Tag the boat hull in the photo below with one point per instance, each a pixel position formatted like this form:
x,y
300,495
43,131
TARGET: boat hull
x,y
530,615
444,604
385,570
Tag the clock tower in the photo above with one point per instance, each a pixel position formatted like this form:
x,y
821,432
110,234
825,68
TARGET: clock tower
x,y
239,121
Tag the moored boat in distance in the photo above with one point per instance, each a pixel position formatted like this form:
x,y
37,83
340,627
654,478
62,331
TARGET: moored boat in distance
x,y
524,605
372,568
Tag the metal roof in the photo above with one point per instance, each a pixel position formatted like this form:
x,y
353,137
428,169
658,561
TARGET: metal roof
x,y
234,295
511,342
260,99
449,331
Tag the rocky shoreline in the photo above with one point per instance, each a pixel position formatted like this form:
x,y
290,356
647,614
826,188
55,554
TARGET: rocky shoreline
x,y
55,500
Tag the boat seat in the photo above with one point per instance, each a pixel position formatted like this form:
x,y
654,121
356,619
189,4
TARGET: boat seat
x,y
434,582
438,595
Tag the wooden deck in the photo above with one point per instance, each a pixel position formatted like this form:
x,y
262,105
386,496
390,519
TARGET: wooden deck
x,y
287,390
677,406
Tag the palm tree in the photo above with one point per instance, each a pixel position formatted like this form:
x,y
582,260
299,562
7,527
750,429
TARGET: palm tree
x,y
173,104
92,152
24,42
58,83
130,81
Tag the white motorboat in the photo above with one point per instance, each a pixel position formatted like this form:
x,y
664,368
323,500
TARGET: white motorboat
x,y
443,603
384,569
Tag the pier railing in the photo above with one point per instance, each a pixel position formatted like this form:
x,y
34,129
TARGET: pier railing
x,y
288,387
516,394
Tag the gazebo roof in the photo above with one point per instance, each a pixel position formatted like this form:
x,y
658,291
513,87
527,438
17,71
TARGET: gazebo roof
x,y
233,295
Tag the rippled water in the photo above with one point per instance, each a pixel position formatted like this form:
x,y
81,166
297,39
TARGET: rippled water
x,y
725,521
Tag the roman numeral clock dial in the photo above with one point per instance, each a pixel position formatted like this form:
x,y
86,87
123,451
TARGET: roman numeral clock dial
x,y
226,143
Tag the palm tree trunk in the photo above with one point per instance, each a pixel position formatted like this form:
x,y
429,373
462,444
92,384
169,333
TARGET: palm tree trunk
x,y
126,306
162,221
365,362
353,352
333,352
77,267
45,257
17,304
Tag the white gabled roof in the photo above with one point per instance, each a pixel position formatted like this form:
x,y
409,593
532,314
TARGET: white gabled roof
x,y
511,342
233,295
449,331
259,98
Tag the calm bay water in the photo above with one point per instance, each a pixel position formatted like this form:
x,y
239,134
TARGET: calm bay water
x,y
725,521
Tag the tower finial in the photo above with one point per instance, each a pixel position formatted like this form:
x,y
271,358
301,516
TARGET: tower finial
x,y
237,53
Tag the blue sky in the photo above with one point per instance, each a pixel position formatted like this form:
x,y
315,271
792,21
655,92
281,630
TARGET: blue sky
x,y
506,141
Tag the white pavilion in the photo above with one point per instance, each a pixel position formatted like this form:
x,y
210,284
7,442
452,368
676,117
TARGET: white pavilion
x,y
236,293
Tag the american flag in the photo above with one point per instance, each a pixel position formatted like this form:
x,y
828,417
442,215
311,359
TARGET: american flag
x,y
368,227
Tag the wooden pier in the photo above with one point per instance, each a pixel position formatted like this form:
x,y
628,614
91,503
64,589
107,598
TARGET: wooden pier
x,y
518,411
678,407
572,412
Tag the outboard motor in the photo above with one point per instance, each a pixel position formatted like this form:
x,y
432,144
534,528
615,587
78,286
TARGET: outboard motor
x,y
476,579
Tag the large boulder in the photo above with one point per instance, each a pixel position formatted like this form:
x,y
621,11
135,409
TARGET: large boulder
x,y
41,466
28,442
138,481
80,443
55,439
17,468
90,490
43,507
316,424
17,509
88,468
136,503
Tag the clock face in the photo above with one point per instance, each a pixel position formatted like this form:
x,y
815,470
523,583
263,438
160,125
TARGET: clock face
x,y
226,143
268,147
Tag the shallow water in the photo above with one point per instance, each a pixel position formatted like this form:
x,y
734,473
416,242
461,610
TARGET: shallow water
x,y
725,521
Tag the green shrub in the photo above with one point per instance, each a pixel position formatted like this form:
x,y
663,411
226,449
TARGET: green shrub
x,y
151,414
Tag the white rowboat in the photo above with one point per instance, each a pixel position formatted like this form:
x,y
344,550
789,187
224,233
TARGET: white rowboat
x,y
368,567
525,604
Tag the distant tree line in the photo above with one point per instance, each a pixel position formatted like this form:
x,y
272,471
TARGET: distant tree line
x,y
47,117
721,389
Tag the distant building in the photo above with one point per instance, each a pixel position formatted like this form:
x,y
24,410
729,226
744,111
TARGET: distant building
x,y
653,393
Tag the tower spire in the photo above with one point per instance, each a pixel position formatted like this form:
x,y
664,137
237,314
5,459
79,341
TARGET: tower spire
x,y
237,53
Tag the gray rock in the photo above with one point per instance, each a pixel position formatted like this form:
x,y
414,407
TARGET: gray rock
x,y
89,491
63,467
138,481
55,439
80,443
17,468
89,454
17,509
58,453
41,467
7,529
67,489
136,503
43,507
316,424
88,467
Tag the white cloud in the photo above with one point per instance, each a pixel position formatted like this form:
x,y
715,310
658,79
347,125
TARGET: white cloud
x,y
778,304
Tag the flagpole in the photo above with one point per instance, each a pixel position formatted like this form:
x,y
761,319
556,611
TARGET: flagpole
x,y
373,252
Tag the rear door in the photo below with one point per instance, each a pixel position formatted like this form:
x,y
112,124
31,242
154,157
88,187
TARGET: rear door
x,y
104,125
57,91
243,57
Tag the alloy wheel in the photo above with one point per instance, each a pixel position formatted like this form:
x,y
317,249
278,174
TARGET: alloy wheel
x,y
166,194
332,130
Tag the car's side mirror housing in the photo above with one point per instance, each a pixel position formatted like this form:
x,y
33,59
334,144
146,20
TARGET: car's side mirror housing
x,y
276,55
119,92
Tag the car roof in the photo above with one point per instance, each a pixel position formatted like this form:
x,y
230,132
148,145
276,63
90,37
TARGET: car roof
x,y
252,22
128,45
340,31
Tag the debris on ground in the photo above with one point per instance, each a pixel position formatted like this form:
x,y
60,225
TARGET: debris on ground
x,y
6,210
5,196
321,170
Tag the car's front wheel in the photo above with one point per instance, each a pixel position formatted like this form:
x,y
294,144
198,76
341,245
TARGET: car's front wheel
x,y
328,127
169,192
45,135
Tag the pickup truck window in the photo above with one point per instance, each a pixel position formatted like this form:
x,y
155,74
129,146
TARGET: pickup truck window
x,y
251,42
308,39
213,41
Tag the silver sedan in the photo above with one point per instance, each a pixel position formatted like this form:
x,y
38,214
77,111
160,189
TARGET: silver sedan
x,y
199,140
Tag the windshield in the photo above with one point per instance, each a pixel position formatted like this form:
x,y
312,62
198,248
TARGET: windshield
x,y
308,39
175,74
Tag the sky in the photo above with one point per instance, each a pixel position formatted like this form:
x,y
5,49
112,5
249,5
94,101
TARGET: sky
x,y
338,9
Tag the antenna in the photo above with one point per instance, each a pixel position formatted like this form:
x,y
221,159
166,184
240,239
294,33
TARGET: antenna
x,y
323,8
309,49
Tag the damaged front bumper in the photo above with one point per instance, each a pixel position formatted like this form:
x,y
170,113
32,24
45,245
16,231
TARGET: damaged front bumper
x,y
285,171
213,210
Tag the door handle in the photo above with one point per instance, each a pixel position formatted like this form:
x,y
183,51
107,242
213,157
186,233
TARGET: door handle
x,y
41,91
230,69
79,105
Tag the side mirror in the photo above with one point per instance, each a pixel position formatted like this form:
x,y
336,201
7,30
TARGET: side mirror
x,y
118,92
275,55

:::

Exercise task:
Starting from the line containing "Tag the debris" and ending with the final line of the data, reproduce each line exactly as it appears, including no other lines.

Completed task:
Tag the debris on ground in the photo above with one point per instance, each a pixel position formatted like this form:
x,y
60,225
TARGET: debris on ground
x,y
6,210
5,196
321,170
Tag the car's front wheel in the photo above with one point per instance, each a pixel position formatted like this form:
x,y
294,144
198,76
341,245
TARGET: car's front wheel
x,y
328,127
169,192
45,135
Tag the pickup truck window in the photo above with one point per instance, each a pixel position formatted like this form:
x,y
155,74
129,146
TARGET: pickup truck window
x,y
251,42
308,39
213,41
Tag the silver sedan in the photo above with one point per instance, each a pixel position formatted like this form:
x,y
38,214
77,111
160,189
TARGET: silver sedan
x,y
199,140
Tag the windshield in the photo above with one point per instance, each a pixel position formatted like this form:
x,y
312,62
198,248
TARGET: windshield
x,y
308,39
175,74
Tag the sky in the photo above with one point per instance, each a pixel position formatted like this form:
x,y
5,49
112,5
249,5
94,101
TARGET: sky
x,y
338,9
Tag the antenna in the photo above with one point per instance, each a pixel position formatted like this form:
x,y
221,159
166,184
240,239
294,33
TARGET: antenna
x,y
323,8
309,49
Tag the damaged front bumper in the photo above with one point per instance, each a pixel position formatted like this form:
x,y
170,113
32,24
45,245
16,231
TARGET: damaged front bumper
x,y
285,171
213,210
Tag the door handle in the photo above with one point per instance, each a pixel position formatted like this form:
x,y
183,51
107,242
213,157
186,233
TARGET: door handle
x,y
41,91
230,69
79,105
Tag the side mirror in the photo above with one point per instance, each a pixel position formatted like this form:
x,y
336,201
7,30
TARGET: side mirror
x,y
118,92
275,55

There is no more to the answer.